## Exercise
Each line below from the one containing "glossy leaf visible in the photo above." through the one containing "As a trail-camera wildlife monitoring system, detect every green" is to be given again exactly, and no line outside that span.

# # # # # # #

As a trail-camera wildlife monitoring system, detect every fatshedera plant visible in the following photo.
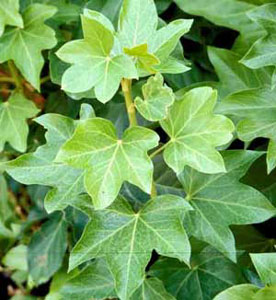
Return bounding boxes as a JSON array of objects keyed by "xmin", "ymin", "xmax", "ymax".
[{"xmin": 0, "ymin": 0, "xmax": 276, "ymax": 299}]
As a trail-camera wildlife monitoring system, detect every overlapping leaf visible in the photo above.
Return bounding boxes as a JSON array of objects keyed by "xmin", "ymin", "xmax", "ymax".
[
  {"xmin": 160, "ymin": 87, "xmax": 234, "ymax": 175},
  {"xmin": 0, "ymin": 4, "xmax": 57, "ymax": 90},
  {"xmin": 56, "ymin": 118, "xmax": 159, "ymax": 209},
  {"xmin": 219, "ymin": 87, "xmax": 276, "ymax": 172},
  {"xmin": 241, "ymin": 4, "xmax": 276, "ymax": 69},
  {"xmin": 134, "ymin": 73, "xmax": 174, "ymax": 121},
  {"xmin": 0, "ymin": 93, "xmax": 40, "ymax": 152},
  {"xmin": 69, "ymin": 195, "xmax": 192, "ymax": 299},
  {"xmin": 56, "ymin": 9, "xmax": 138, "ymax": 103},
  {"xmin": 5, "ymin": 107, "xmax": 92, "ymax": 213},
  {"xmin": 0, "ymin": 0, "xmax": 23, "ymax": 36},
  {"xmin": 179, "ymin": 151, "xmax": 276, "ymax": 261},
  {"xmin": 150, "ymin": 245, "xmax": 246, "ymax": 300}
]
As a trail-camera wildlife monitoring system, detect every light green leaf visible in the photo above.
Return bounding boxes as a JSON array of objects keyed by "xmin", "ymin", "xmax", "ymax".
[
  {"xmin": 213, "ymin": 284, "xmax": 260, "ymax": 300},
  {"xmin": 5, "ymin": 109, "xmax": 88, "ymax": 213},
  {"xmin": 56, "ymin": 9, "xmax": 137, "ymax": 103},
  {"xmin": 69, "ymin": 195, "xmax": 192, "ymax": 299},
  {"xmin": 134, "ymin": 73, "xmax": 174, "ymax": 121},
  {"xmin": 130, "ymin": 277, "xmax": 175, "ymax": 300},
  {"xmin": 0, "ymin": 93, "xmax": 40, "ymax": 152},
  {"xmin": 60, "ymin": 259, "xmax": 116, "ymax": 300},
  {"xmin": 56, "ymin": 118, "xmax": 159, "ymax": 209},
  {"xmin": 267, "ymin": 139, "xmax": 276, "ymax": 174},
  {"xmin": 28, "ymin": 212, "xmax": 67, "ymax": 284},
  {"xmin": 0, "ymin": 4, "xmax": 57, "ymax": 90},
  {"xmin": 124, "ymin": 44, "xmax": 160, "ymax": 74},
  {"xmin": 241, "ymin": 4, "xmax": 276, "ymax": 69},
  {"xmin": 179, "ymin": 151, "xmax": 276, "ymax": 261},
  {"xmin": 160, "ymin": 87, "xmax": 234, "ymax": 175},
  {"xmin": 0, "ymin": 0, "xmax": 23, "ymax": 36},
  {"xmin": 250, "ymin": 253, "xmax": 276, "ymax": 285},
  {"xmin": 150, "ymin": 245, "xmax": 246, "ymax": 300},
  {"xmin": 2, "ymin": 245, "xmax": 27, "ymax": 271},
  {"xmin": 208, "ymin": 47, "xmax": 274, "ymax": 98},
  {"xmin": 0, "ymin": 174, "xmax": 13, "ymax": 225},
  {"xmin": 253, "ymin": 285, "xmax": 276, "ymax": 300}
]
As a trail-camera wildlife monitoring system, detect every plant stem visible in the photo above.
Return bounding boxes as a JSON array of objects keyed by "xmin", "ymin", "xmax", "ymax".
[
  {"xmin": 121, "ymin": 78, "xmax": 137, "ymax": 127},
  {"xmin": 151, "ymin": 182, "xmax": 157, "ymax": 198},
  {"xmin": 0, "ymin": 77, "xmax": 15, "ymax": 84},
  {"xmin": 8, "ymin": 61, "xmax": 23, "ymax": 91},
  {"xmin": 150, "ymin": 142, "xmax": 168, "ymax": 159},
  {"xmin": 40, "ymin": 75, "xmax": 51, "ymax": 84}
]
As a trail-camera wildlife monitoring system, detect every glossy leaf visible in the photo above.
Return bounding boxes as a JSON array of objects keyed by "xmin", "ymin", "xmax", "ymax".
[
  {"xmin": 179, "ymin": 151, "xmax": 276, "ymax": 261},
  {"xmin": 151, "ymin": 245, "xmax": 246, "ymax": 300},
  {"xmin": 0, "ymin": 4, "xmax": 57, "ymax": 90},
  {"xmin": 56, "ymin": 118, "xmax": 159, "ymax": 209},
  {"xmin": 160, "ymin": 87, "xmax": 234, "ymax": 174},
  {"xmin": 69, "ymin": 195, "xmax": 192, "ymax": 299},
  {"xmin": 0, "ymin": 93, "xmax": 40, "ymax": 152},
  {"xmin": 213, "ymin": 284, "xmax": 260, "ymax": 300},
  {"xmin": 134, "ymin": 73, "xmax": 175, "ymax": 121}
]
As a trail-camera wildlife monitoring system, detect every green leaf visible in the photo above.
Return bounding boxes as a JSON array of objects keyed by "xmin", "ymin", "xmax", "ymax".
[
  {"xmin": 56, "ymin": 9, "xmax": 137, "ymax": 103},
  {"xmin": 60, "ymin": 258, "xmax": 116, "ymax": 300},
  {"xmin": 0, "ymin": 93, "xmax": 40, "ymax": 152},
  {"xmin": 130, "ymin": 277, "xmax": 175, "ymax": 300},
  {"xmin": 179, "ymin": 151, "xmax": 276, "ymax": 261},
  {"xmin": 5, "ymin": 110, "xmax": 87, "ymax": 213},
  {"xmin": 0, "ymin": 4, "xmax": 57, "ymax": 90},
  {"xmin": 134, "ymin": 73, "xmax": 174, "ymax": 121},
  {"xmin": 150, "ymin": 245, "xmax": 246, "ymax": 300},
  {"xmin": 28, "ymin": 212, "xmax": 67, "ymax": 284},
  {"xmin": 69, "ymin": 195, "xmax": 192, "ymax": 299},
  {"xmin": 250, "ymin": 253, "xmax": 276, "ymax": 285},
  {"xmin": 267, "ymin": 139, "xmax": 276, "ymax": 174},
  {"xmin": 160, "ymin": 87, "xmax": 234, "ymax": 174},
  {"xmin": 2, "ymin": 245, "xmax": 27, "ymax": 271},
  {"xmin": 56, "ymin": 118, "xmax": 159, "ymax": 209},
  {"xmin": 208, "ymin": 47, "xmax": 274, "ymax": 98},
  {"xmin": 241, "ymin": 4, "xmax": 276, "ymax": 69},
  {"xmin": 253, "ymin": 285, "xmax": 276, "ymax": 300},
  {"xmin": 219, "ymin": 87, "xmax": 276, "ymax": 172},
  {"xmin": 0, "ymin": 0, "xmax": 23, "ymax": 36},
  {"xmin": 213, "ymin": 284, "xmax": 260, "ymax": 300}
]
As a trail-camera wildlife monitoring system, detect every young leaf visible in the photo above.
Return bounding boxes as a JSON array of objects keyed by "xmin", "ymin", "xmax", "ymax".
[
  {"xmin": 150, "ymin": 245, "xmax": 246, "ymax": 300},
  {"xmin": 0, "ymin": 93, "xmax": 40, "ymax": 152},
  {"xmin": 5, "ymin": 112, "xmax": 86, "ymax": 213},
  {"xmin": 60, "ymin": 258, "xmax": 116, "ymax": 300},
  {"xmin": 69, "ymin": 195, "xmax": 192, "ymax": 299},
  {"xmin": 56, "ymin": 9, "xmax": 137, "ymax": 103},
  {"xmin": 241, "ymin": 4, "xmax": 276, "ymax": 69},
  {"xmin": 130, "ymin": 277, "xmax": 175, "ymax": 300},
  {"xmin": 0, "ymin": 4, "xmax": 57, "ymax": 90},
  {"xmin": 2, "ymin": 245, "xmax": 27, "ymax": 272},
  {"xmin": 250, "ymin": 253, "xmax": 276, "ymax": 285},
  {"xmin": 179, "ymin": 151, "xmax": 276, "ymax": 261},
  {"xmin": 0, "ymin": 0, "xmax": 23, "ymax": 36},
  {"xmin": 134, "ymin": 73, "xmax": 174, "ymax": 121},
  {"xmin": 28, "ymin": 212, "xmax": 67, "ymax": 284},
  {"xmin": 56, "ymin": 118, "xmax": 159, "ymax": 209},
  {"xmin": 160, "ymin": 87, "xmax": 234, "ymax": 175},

# # # # # # #

## Exercise answer
As a trail-camera wildlife monitoring system, detect every glossy leaf visible in the photo above.
Return bounding boxes as a JSON array of objects keyed by "xmin", "ymin", "xmax", "ymax".
[
  {"xmin": 179, "ymin": 151, "xmax": 276, "ymax": 261},
  {"xmin": 151, "ymin": 245, "xmax": 246, "ymax": 300},
  {"xmin": 0, "ymin": 4, "xmax": 57, "ymax": 90},
  {"xmin": 56, "ymin": 118, "xmax": 159, "ymax": 209},
  {"xmin": 160, "ymin": 87, "xmax": 234, "ymax": 174},
  {"xmin": 69, "ymin": 195, "xmax": 192, "ymax": 299},
  {"xmin": 0, "ymin": 93, "xmax": 40, "ymax": 152},
  {"xmin": 213, "ymin": 284, "xmax": 260, "ymax": 300},
  {"xmin": 134, "ymin": 73, "xmax": 175, "ymax": 121}
]
As a trail-camera wildlife monitoring system, detect every green leaf visible in the photo above.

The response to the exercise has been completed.